start Dataset excerpts

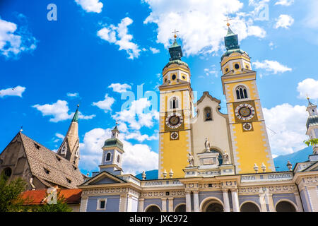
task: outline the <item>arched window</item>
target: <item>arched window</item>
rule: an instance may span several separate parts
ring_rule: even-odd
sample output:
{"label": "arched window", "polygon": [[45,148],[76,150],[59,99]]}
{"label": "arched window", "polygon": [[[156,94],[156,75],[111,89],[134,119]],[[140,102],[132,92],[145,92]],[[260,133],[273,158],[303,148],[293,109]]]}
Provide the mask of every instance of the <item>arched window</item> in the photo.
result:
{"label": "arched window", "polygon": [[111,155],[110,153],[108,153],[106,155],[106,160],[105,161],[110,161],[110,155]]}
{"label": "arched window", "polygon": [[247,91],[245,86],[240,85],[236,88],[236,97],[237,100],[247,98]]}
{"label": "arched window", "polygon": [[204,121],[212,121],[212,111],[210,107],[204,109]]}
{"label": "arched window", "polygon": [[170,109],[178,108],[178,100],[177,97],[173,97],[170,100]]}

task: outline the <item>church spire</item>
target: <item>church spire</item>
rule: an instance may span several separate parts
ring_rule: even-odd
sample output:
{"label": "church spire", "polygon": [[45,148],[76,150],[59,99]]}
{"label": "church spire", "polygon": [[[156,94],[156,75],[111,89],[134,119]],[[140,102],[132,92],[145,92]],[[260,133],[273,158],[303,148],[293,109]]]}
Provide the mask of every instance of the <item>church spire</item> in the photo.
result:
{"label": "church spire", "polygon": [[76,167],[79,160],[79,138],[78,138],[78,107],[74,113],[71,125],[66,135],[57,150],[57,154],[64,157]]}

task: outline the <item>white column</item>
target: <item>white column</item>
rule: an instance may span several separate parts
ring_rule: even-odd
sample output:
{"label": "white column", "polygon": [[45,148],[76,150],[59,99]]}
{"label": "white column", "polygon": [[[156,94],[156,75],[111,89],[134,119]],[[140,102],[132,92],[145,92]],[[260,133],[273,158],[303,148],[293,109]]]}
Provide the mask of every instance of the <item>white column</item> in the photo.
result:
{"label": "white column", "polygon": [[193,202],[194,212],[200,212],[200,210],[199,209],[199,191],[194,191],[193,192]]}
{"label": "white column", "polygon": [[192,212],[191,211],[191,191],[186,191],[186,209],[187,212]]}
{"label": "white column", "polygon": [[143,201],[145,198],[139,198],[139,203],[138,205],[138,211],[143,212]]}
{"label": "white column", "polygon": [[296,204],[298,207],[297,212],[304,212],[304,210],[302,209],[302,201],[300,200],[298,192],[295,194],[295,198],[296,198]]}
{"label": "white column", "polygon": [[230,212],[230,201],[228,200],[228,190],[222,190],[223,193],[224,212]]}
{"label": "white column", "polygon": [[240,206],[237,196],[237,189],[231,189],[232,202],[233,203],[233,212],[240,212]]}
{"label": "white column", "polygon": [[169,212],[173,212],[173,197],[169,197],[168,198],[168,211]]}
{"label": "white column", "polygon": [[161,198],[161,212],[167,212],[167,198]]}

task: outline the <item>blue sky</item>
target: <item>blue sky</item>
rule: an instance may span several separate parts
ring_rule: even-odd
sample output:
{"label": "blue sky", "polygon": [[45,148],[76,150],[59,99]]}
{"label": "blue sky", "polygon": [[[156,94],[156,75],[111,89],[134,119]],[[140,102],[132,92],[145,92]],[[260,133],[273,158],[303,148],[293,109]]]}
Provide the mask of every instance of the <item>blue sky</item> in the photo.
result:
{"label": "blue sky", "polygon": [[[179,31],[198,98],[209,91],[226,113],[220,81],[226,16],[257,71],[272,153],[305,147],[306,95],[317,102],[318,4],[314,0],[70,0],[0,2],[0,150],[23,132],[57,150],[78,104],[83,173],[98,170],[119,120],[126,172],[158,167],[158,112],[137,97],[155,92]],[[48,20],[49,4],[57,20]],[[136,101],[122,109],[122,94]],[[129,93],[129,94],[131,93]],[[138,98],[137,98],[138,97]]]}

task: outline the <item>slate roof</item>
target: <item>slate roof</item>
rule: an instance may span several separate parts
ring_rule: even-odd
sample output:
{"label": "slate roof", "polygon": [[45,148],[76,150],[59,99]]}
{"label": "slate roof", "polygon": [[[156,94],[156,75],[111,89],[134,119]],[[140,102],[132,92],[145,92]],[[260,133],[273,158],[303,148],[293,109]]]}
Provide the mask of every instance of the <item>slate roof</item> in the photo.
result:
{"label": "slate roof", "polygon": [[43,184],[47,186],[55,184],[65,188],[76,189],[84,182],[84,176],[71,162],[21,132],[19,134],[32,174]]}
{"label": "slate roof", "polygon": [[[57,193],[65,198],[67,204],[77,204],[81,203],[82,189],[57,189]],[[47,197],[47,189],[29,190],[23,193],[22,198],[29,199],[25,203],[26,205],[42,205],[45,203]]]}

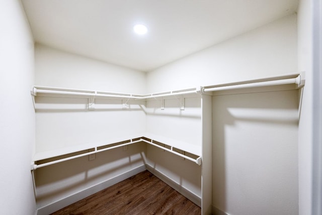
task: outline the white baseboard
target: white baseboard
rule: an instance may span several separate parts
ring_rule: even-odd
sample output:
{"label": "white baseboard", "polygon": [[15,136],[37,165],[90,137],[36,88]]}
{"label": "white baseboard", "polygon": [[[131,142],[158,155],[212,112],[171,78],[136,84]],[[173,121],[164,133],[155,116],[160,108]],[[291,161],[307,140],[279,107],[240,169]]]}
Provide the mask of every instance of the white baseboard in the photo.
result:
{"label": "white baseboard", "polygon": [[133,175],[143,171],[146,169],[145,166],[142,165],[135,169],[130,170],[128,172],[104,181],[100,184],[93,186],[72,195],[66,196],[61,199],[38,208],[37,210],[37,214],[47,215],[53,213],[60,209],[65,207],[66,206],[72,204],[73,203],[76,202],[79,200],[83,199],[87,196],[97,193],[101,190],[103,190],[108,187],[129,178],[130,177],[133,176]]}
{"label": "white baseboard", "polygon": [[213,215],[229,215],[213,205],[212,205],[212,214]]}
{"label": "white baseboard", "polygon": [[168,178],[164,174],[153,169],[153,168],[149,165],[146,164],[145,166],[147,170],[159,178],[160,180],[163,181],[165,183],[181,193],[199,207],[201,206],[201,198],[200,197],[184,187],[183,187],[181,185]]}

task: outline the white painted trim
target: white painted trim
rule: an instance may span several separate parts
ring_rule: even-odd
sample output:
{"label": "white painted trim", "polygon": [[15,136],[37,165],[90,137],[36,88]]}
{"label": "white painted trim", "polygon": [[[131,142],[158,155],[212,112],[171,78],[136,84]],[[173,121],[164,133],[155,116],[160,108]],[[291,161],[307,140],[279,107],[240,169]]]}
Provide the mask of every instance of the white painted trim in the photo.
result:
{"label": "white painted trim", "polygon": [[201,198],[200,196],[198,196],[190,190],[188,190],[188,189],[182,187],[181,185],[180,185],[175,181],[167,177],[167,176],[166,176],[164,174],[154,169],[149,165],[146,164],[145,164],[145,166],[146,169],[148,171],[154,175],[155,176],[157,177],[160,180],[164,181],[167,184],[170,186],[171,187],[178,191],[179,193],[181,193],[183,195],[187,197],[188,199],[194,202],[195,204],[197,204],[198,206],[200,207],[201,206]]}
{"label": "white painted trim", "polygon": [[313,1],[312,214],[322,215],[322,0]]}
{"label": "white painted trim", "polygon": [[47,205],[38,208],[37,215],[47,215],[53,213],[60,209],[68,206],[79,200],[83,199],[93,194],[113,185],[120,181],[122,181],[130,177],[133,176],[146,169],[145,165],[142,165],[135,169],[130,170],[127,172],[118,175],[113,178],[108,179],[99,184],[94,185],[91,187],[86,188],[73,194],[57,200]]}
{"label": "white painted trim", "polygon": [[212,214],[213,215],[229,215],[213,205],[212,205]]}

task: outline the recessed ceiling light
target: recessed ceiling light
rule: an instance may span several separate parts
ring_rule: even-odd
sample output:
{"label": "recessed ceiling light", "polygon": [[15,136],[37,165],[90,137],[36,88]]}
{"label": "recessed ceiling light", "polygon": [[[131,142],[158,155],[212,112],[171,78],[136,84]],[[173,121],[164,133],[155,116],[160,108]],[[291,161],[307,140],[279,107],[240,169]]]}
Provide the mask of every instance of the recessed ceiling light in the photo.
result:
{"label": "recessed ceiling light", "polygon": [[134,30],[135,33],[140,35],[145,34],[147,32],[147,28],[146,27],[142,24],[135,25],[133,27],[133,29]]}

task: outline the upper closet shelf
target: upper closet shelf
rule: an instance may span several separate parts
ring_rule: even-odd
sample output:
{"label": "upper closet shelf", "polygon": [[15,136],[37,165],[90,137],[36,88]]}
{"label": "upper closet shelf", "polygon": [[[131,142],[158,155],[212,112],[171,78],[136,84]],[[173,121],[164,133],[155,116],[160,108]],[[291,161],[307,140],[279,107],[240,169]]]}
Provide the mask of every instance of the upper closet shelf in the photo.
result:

end Dataset excerpts

Copy the lines from the one containing "task: outline the upper closet shelf" through the last line, putting "top closet shelf" wherever "upper closet shelf" appears and keeping everything else the same.

task: outline the top closet shelf
target: top closet shelf
rule: an instance may span several separate parts
ring_rule: even-odd
sample output:
{"label": "top closet shelf", "polygon": [[15,136],[37,165],[90,137],[36,88]]}
{"label": "top closet shelf", "polygon": [[[131,142],[158,155],[212,112],[171,78],[136,84]],[[173,121],[164,133],[155,116],[160,108]],[[291,161],[307,140],[279,107],[240,169]]]}
Provide the mask of every instance of the top closet shelf in the photo.
result:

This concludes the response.